- _Task details_
Rewrite the stretch of material from the line containing "Exercise. Pick out the food" through the line containing "pixel 36 36", changing every "drop a point" to "place a marker" and leaving everything else untouched.

[Pointing records]
○ ○ ○ ○ ○

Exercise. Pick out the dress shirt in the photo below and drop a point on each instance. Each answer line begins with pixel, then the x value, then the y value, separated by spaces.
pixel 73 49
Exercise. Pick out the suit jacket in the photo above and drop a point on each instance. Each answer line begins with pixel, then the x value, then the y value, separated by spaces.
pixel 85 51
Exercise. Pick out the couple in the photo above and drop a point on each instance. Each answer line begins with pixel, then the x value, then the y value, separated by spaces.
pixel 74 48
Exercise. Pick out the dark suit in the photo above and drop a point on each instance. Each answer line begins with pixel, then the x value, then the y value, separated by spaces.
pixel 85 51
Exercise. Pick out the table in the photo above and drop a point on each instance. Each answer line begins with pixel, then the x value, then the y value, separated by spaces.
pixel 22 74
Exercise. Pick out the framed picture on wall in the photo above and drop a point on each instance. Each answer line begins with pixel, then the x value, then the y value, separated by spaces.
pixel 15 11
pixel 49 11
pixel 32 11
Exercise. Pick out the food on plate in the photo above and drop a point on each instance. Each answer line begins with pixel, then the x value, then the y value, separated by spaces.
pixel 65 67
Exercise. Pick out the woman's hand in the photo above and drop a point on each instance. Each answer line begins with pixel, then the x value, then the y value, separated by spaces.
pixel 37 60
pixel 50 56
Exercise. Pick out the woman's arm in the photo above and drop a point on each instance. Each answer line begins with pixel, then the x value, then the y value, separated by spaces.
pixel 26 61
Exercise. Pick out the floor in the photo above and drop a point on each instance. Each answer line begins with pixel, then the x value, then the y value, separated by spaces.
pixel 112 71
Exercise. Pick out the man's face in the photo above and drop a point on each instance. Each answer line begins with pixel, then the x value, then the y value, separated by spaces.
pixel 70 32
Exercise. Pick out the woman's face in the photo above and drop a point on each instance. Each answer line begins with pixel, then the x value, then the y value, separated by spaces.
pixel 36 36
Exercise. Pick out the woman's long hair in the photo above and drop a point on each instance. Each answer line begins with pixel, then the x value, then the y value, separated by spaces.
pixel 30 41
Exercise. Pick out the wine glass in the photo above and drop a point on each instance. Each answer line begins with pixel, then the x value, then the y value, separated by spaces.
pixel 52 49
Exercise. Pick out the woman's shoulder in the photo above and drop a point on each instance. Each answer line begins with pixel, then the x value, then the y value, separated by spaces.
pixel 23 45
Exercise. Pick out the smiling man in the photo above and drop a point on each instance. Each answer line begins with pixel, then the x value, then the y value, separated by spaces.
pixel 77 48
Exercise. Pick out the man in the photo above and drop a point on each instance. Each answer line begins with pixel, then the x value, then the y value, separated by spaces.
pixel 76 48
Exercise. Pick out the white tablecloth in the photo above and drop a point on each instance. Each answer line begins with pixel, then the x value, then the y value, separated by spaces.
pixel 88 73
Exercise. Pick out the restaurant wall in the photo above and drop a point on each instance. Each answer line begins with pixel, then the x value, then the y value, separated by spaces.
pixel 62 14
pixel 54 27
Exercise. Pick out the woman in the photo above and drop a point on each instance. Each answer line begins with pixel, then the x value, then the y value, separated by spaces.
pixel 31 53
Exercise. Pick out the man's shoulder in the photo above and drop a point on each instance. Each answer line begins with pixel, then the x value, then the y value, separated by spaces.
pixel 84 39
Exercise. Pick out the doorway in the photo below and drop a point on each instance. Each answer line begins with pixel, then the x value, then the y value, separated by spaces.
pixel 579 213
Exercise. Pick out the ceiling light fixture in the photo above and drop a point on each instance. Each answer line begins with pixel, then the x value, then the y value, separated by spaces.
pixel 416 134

○ ○ ○ ○ ○

- _Result for this task_
Exercise. Pick out the food on plate in the photo above and place a marker on each instance. Each answer line begins with pixel, then the x value, then the y value, separated by spaces.
pixel 65 67
Exercise. Pick out the woman's hand in the photo above and place a marker on each instance. Each answer line begins with pixel, then the x value, then the y value, separated by spaces.
pixel 37 60
pixel 50 56
Exercise. Pick out the woman's arm in the photo above and place a marker on each instance. Each answer line begins with pixel, then the x value, then the y value, separated by spaces.
pixel 26 61
Exercise. Pick out the floor in the photo above and place a marker on each instance. Each answer line begins with pixel, then the x value, then the y value, separated by spaces.
pixel 112 71
Exercise. Pick out the man's face in the photo above and place a marker on each instance. Each answer line begins with pixel, then the x value, then the y value, separated by spaces.
pixel 70 32
Exercise. Pick out the woman's face in the photo above and place a marker on each instance. Each answer line begins with pixel, then the x value, then the y value, separated by spaces.
pixel 36 36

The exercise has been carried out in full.